Supplied data
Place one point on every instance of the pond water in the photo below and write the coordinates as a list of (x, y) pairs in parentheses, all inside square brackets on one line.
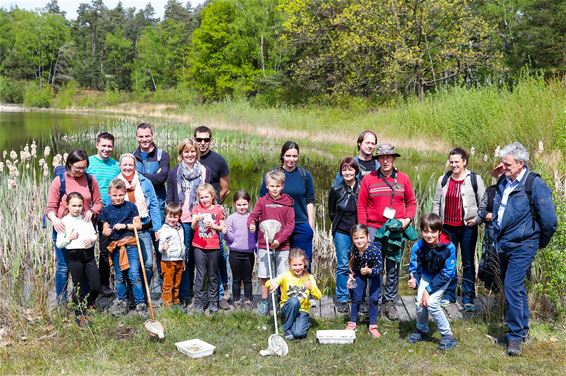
[(248, 156)]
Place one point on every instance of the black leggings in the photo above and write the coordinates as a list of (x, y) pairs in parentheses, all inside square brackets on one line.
[(83, 264), (242, 265)]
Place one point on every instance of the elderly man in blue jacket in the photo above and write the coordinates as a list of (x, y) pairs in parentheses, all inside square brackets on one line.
[(524, 221)]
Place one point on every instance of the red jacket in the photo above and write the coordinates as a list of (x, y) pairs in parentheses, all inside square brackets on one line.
[(282, 211), (375, 195)]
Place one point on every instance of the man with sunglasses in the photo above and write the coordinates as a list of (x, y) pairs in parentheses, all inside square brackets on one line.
[(217, 171)]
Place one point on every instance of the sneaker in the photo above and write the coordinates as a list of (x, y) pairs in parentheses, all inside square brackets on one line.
[(447, 343), (141, 310), (118, 307), (417, 336), (223, 303), (374, 332), (248, 305), (351, 325), (263, 307), (391, 311), (514, 347), (342, 307), (469, 307)]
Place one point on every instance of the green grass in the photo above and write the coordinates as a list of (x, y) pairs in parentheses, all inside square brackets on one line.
[(118, 345)]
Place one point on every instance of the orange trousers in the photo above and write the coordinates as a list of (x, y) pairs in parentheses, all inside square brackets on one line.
[(171, 272)]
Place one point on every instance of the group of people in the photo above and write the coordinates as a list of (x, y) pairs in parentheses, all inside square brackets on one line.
[(176, 217)]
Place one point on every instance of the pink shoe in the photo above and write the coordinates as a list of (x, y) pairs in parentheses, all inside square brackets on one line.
[(374, 332), (351, 325)]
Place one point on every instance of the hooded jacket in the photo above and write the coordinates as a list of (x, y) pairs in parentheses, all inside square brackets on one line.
[(438, 263), (280, 210)]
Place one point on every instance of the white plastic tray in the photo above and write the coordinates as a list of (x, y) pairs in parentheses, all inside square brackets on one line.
[(195, 348), (340, 337)]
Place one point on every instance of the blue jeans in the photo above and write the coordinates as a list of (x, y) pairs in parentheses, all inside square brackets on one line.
[(188, 275), (433, 307), (61, 273), (466, 237), (515, 266), (133, 274), (302, 238), (146, 243), (343, 243), (374, 297), (296, 321)]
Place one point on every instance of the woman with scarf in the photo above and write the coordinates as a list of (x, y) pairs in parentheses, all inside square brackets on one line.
[(140, 192), (182, 184)]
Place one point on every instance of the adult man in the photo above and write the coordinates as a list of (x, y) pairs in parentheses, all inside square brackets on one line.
[(365, 159), (524, 221), (104, 168), (386, 194), (217, 171), (153, 163)]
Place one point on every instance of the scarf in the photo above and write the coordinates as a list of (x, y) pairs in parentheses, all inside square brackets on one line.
[(188, 179), (135, 194)]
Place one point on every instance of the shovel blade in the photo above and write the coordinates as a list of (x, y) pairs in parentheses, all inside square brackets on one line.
[(155, 328)]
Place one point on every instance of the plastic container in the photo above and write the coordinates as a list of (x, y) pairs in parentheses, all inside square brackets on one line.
[(195, 348), (339, 337)]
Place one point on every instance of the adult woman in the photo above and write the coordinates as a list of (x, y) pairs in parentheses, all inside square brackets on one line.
[(456, 201), (182, 184), (299, 185), (73, 179), (342, 207), (140, 191)]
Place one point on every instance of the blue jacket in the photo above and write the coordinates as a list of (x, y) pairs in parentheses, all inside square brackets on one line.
[(519, 229), (151, 202), (438, 263)]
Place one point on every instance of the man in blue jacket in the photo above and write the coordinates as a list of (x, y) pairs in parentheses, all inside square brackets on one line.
[(524, 221)]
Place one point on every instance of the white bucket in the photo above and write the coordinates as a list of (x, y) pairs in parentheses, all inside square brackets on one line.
[(195, 348)]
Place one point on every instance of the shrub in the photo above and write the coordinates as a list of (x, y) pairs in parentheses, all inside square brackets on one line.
[(38, 96), (11, 91)]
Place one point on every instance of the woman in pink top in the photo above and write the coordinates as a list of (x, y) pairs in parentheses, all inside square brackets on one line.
[(73, 179), (182, 184)]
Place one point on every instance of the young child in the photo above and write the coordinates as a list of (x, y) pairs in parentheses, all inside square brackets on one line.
[(172, 248), (279, 207), (365, 268), (207, 221), (297, 286), (432, 266), (242, 244), (118, 221), (77, 243)]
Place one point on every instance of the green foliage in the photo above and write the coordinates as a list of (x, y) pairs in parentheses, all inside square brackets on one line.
[(11, 91), (66, 96), (38, 95), (551, 261)]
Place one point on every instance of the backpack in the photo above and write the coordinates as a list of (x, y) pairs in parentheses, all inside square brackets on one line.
[(473, 178), (60, 171)]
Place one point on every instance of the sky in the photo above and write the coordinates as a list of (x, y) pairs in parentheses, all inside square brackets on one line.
[(71, 6)]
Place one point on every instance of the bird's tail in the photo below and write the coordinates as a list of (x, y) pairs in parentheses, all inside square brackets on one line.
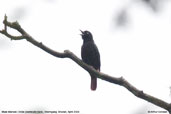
[(93, 83)]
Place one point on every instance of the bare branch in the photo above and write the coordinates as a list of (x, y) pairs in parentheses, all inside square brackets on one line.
[(67, 54)]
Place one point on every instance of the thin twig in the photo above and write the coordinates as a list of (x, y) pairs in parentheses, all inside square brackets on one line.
[(67, 54)]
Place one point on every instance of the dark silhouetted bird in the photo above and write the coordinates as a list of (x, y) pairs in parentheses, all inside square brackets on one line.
[(90, 55)]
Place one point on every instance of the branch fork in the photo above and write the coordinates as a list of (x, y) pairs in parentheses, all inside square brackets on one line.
[(68, 54)]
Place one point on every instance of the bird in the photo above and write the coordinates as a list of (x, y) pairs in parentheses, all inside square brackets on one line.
[(90, 55)]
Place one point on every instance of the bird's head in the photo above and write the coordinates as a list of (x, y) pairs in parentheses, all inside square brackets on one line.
[(86, 36)]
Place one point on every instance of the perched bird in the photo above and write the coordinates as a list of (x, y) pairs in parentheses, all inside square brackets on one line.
[(90, 55)]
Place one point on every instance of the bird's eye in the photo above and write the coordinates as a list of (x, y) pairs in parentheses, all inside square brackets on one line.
[(87, 32)]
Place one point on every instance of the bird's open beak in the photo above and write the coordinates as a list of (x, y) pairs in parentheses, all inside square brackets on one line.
[(82, 32)]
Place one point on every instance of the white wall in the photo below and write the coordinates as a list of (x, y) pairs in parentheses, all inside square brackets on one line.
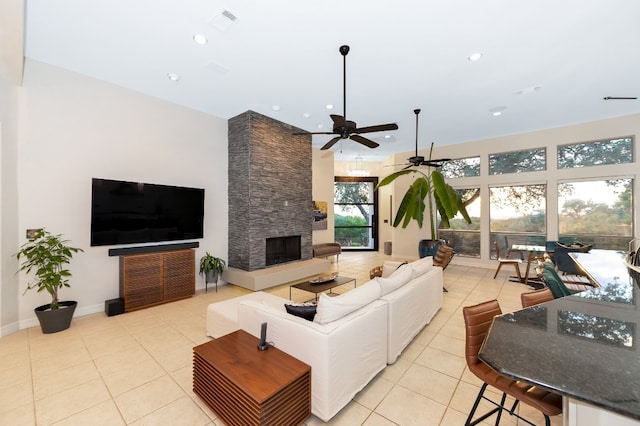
[(11, 45), (322, 183), (74, 128)]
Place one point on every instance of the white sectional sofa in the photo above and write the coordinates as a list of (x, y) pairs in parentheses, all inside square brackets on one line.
[(353, 336)]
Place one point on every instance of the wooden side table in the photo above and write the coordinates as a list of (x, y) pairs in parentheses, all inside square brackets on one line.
[(247, 386)]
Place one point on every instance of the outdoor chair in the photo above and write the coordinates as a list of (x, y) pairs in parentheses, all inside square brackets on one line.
[(536, 297), (478, 320), (506, 261)]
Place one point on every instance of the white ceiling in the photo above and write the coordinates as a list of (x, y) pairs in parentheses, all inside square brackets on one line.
[(405, 54)]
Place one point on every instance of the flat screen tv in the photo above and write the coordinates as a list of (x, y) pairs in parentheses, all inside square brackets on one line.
[(134, 212)]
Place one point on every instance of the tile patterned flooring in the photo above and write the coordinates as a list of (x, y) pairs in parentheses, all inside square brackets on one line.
[(136, 368)]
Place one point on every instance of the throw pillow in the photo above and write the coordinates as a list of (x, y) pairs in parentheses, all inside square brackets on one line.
[(396, 280), (302, 310), (333, 308)]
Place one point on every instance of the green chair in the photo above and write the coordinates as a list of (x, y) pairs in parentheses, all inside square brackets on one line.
[(554, 283)]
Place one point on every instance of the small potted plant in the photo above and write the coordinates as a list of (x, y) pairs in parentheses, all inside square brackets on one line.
[(210, 268), (46, 256)]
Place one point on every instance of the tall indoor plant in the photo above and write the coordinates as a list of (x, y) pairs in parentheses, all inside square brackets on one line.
[(210, 268), (46, 256), (430, 190)]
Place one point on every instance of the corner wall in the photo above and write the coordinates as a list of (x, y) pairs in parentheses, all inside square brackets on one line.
[(74, 128)]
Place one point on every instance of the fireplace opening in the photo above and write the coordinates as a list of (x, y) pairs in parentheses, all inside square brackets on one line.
[(282, 250)]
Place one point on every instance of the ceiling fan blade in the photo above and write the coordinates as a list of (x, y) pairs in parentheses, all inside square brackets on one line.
[(364, 141), (378, 128), (316, 133), (331, 143)]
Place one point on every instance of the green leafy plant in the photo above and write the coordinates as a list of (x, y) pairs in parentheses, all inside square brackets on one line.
[(210, 263), (46, 255), (428, 190)]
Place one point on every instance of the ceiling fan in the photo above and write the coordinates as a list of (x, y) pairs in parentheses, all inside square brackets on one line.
[(419, 160), (347, 129)]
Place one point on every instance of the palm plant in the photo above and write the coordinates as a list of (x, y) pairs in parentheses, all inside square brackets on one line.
[(47, 255), (428, 189)]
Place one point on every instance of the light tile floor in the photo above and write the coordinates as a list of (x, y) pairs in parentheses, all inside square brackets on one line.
[(136, 368)]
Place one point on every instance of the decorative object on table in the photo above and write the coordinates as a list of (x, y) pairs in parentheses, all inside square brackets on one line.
[(429, 186), (324, 278), (46, 256), (210, 268)]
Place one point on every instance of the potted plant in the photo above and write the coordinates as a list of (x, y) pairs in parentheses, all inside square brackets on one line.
[(428, 190), (46, 256), (210, 268)]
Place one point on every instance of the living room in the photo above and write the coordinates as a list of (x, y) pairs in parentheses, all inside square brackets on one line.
[(60, 129)]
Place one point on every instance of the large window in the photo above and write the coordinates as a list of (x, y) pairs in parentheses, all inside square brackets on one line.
[(355, 221), (462, 236), (462, 167), (517, 215), (596, 153), (596, 212), (529, 160)]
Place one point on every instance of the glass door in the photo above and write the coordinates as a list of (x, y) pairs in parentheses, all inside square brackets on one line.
[(355, 204)]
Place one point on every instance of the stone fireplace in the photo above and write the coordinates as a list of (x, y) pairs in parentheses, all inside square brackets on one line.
[(282, 250), (270, 189)]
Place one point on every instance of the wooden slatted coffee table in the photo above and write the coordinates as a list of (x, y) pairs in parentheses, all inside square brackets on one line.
[(247, 386)]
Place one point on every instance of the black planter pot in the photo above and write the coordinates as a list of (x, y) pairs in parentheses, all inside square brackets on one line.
[(428, 247), (54, 320)]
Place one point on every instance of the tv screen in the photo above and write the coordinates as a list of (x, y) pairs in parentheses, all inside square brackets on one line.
[(134, 212)]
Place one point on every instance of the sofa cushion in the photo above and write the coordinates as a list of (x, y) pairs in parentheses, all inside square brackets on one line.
[(333, 308), (421, 266), (302, 310), (400, 277), (389, 267)]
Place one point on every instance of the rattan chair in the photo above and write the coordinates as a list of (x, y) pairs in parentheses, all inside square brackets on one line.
[(478, 320)]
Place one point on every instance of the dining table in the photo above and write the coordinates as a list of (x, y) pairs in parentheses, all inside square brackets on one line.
[(533, 253), (584, 346)]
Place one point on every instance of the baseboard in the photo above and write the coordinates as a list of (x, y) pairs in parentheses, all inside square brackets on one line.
[(9, 329)]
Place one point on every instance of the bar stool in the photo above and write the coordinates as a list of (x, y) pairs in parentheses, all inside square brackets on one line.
[(536, 297), (478, 320)]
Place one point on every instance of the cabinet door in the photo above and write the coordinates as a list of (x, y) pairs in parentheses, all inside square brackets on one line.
[(141, 280), (179, 274)]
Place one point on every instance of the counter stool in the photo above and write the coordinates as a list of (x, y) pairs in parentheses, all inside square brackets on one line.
[(478, 320)]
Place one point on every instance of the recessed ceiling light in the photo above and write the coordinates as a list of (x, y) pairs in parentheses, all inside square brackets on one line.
[(200, 39), (497, 111)]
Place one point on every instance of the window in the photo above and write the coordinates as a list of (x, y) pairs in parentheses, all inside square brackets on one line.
[(355, 203), (463, 167), (517, 215), (464, 237), (596, 212), (530, 160), (596, 153)]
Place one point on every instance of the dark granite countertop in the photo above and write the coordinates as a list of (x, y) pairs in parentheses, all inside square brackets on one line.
[(583, 346)]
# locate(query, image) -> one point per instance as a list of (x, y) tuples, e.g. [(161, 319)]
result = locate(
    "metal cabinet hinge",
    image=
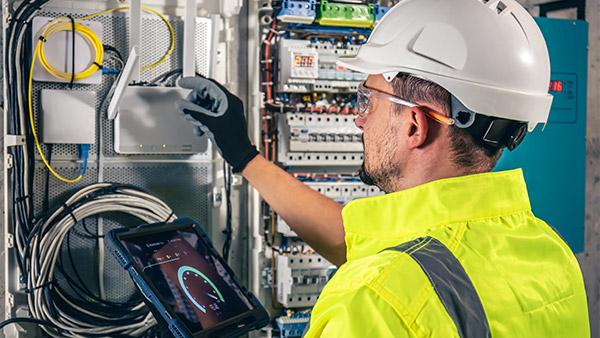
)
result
[(9, 161), (10, 241)]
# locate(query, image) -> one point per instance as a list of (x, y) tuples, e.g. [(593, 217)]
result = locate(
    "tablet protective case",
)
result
[(194, 294)]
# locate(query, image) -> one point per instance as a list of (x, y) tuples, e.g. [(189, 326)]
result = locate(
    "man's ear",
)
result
[(418, 128)]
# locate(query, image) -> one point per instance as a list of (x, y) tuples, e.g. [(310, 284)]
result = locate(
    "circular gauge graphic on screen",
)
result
[(199, 288)]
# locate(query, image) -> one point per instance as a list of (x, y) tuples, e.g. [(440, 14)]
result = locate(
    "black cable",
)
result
[(228, 228), (28, 320), (47, 185)]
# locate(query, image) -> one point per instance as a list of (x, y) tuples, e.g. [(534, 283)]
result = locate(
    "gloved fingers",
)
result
[(186, 107), (198, 131), (206, 89)]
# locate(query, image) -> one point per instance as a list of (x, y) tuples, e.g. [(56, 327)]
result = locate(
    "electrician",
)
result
[(452, 250)]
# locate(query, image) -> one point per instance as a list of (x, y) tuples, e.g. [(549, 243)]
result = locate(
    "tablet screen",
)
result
[(189, 278)]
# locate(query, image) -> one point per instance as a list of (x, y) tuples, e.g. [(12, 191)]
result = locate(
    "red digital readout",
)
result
[(555, 86), (304, 61)]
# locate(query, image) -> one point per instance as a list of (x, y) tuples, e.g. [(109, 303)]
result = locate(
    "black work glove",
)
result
[(220, 115)]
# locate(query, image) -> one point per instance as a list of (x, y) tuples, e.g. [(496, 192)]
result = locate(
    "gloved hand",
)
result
[(220, 115)]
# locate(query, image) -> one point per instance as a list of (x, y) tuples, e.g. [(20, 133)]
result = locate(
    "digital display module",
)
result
[(304, 61)]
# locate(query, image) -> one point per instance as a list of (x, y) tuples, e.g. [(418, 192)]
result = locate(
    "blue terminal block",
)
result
[(553, 158), (297, 11)]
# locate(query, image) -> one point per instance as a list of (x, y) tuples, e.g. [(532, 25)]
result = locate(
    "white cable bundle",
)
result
[(44, 251)]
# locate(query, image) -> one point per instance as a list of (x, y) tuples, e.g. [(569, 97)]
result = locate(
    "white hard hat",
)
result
[(489, 54)]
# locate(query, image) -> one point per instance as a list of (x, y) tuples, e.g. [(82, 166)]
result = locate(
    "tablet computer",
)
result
[(185, 281)]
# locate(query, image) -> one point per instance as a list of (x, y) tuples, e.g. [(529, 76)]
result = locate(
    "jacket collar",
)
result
[(375, 223)]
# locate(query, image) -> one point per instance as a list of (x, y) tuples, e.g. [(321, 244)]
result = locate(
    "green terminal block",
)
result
[(334, 14)]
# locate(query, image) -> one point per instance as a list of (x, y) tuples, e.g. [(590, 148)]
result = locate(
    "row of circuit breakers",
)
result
[(312, 102)]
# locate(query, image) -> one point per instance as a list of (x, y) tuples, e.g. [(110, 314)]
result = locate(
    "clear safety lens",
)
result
[(362, 100)]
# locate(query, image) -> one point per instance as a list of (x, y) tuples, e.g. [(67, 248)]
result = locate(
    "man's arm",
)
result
[(315, 218), (220, 115)]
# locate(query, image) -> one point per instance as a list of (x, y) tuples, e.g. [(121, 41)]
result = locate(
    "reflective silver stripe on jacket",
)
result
[(451, 283)]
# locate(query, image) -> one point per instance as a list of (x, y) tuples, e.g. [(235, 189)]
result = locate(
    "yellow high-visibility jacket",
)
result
[(526, 280)]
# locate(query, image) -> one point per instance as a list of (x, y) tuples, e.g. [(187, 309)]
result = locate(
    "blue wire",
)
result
[(84, 150)]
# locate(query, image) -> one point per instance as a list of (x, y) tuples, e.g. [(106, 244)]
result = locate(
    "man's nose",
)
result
[(360, 121)]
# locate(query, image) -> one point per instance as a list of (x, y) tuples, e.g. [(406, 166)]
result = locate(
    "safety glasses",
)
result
[(365, 94)]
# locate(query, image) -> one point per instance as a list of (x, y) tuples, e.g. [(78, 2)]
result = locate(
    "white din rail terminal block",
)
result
[(342, 192), (301, 278), (319, 139)]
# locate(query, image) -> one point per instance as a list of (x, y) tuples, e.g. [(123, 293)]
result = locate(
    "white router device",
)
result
[(145, 118)]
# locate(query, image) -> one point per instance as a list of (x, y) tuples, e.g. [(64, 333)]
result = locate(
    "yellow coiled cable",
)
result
[(54, 27), (79, 28)]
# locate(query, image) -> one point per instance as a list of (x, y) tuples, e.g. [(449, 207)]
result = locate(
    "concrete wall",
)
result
[(590, 259)]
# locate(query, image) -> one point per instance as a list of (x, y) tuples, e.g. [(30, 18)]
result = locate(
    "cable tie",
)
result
[(39, 287), (68, 209), (22, 198)]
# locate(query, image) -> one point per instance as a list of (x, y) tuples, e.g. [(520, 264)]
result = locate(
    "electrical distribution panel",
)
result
[(309, 108), (73, 174), (304, 123), (553, 156)]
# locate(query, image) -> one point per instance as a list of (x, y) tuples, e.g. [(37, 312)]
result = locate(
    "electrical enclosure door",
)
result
[(553, 160)]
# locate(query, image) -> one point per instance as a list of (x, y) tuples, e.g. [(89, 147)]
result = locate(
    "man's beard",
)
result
[(365, 176), (385, 174)]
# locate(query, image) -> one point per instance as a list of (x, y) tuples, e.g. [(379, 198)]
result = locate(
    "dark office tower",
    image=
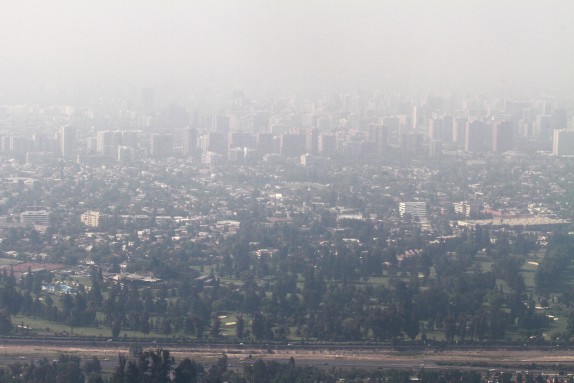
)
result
[(327, 145), (559, 119), (214, 142), (544, 125), (502, 137), (130, 138), (219, 123), (241, 140), (476, 136), (410, 143), (162, 145), (20, 145), (312, 140), (435, 149), (147, 100), (108, 142), (379, 135), (40, 143), (68, 143), (441, 129), (459, 131), (189, 142), (292, 145), (266, 143)]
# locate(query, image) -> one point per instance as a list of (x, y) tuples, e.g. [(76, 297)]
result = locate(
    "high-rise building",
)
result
[(292, 144), (563, 142), (68, 144), (189, 142), (502, 137), (162, 145), (476, 136), (459, 131), (108, 142)]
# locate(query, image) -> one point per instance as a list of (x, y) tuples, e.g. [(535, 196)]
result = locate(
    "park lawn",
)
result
[(44, 327)]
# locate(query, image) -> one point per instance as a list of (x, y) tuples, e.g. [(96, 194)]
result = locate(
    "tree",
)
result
[(187, 371), (239, 326)]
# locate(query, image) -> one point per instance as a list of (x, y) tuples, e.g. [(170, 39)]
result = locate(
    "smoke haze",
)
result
[(510, 46)]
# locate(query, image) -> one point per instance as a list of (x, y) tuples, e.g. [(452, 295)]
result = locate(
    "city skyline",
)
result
[(64, 49)]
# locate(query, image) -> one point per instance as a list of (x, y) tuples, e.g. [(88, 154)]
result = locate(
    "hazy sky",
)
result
[(514, 45)]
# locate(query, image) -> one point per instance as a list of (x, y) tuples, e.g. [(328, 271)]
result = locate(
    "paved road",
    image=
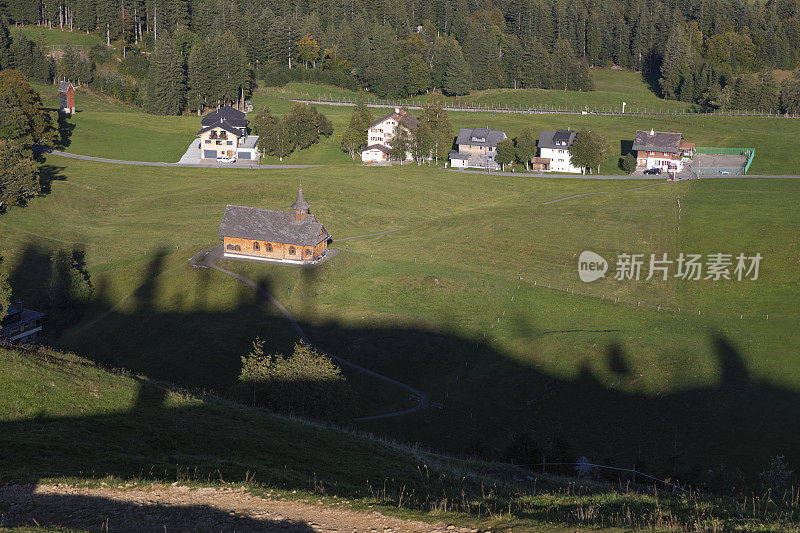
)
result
[(195, 165), (205, 259)]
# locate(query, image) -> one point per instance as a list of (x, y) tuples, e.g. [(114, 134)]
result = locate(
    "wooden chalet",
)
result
[(274, 236)]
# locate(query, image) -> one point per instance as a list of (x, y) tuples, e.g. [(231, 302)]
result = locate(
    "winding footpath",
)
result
[(206, 258)]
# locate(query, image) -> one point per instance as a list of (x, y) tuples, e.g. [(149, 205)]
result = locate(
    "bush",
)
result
[(628, 163), (306, 383)]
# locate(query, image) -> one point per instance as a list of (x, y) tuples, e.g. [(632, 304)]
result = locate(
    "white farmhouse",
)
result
[(663, 150), (381, 132), (555, 145)]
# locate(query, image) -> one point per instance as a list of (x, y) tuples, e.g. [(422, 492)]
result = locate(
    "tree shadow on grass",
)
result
[(488, 398), (47, 175)]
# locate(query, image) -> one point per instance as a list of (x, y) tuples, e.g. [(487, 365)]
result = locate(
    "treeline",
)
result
[(717, 74), (300, 128), (691, 50)]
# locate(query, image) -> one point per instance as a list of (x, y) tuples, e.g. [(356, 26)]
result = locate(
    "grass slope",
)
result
[(78, 423), (106, 128), (57, 37), (448, 303)]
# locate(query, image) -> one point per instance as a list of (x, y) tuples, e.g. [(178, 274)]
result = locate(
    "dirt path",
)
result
[(179, 508)]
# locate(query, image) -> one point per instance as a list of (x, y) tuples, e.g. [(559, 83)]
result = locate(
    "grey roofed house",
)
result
[(230, 128), (227, 114), (560, 139), (382, 148), (272, 226), (401, 116), (480, 137), (657, 141)]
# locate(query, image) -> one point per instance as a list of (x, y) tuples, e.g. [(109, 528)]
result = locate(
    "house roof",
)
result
[(548, 138), (480, 137), (382, 148), (271, 226), (657, 141), (225, 126), (401, 116), (228, 114)]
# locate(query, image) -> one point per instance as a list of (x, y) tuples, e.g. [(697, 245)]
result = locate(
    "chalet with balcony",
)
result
[(477, 148), (224, 132), (294, 237), (21, 326), (66, 97), (554, 153), (381, 132), (666, 151)]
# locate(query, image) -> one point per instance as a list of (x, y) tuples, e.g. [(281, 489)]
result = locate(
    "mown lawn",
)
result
[(106, 128), (64, 420), (449, 305), (56, 37)]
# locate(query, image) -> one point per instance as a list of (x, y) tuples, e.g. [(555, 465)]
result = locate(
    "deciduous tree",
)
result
[(505, 153), (525, 146), (19, 177), (589, 150)]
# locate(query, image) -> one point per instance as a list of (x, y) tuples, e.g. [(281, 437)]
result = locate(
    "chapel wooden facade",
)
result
[(274, 236)]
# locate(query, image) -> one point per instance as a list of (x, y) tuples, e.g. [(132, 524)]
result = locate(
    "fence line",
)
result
[(529, 109), (633, 471)]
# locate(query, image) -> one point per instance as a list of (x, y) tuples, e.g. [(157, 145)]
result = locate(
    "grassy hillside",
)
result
[(448, 303), (56, 37), (80, 424), (612, 88), (106, 128)]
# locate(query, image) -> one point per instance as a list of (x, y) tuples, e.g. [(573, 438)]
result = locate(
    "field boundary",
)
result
[(536, 110)]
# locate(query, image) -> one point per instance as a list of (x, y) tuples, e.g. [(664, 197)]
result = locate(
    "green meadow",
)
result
[(475, 299), (56, 37), (455, 303), (85, 426)]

What you will do
Reproduce the lines of the entries above exactly, but only from the line containing "e.g. [(281, 489)]" through the final line.

Exercise response
# locate(query, image) -> one point per instance as a list of (x, y) tuples, e.g. [(281, 489)]
result = locate(
    "mown lawn",
)
result
[(106, 128), (64, 420), (449, 305), (56, 37)]
# locate(query, image) -> one point per instance as a list of (x, y) tuples, e.g. [(555, 465)]
result = locate(
    "deciduous tree",
)
result
[(505, 153), (525, 146), (19, 177), (589, 150)]
# locate(query, image) -> one point per instance as a list of (x, y) tuples, e.g. [(281, 437)]
result = locate(
    "chapel wooden facade",
)
result
[(274, 236)]
# locate(query, image) -> one point per instance as a list of (x, y) tuples, e.g. [(132, 524)]
result = locate(
    "fence line",
)
result
[(529, 109), (633, 471)]
# locate(query, image) -> one point per instance as a list of (x, y) tuples, e.g. [(157, 145)]
result = locate(
    "grassy hillside",
)
result
[(448, 303), (56, 37), (80, 424), (612, 88), (106, 128)]
# locate(query, image) -> one point per instance as a list of (x, y) tuples, e.g. [(573, 438)]
result = locate(
    "field boundary",
)
result
[(536, 110)]
# locate(query, image) -> one point per instance as a list of (x, y) tuples, e.g. [(664, 197)]
result = locate(
    "green meadow",
)
result
[(475, 299), (56, 37), (455, 303), (85, 426)]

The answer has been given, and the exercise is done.